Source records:
┌──
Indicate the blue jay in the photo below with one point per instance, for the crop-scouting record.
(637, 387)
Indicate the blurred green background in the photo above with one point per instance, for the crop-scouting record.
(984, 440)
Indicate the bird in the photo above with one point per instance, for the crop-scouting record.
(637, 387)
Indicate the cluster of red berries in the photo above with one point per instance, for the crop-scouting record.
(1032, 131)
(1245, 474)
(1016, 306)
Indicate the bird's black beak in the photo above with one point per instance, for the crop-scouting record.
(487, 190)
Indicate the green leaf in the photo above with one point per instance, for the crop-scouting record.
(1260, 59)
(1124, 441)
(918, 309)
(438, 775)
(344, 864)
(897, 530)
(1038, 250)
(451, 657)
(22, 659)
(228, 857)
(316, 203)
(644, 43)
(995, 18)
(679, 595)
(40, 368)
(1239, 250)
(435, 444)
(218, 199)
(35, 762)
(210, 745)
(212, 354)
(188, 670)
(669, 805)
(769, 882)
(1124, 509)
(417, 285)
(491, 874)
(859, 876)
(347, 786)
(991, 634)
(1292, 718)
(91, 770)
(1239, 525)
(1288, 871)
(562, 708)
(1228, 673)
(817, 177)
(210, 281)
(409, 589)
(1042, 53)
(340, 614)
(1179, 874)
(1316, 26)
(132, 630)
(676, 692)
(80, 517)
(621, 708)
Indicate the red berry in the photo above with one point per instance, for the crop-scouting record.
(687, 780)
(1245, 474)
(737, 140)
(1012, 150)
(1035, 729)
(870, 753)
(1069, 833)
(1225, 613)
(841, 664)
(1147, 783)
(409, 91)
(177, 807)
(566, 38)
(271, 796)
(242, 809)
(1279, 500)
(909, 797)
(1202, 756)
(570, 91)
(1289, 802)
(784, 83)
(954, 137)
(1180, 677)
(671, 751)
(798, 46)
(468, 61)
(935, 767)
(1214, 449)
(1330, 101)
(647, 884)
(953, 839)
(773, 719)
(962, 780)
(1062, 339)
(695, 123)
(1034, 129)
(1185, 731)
└──
*Instructions to follow:*
Print the entries exactly. Include every one.

*Correct result:*
Indicate the blue jay in the photo below with one point per instance, for the crop-scouting record.
(637, 387)
Indicate the blurred green background in the photo above with one point per instance, for the crop-scouting record.
(984, 440)
Indicate the bird in the photo above with one point per instance, for the crop-scouting record.
(637, 387)
Indicate the cluster of red berries in the photo above with one point per instance, for the crop-scouting record.
(1032, 131)
(1245, 474)
(1016, 306)
Indicate the bird's black beak in the photo above with one point per instance, for the crop-scouting record.
(487, 190)
Indicate the green leaf in the photo above with one point per instance, for the crop-scouting record.
(1260, 59)
(1124, 441)
(918, 309)
(438, 775)
(344, 864)
(897, 530)
(1038, 250)
(451, 657)
(22, 659)
(228, 857)
(316, 203)
(644, 43)
(995, 18)
(679, 595)
(40, 368)
(1239, 250)
(435, 444)
(218, 199)
(35, 762)
(210, 745)
(212, 354)
(188, 670)
(669, 805)
(769, 882)
(1124, 509)
(417, 285)
(491, 874)
(859, 876)
(347, 786)
(991, 634)
(1292, 718)
(91, 770)
(1239, 525)
(1288, 871)
(562, 708)
(1228, 673)
(817, 177)
(210, 281)
(409, 589)
(1042, 53)
(340, 614)
(1179, 874)
(1316, 26)
(132, 630)
(676, 692)
(80, 517)
(621, 708)
Indicate the red berry in the photo above with one point per instance, for the crop-scouting record.
(687, 780)
(1245, 474)
(737, 140)
(1012, 150)
(1035, 729)
(870, 753)
(1069, 833)
(1225, 613)
(841, 664)
(1147, 783)
(409, 91)
(177, 807)
(566, 38)
(271, 796)
(242, 809)
(1279, 500)
(909, 797)
(1202, 756)
(570, 91)
(1289, 802)
(784, 83)
(954, 137)
(1180, 677)
(671, 751)
(798, 46)
(468, 61)
(935, 767)
(1214, 449)
(1330, 101)
(647, 884)
(953, 839)
(773, 719)
(962, 780)
(1062, 339)
(695, 123)
(1034, 129)
(1185, 731)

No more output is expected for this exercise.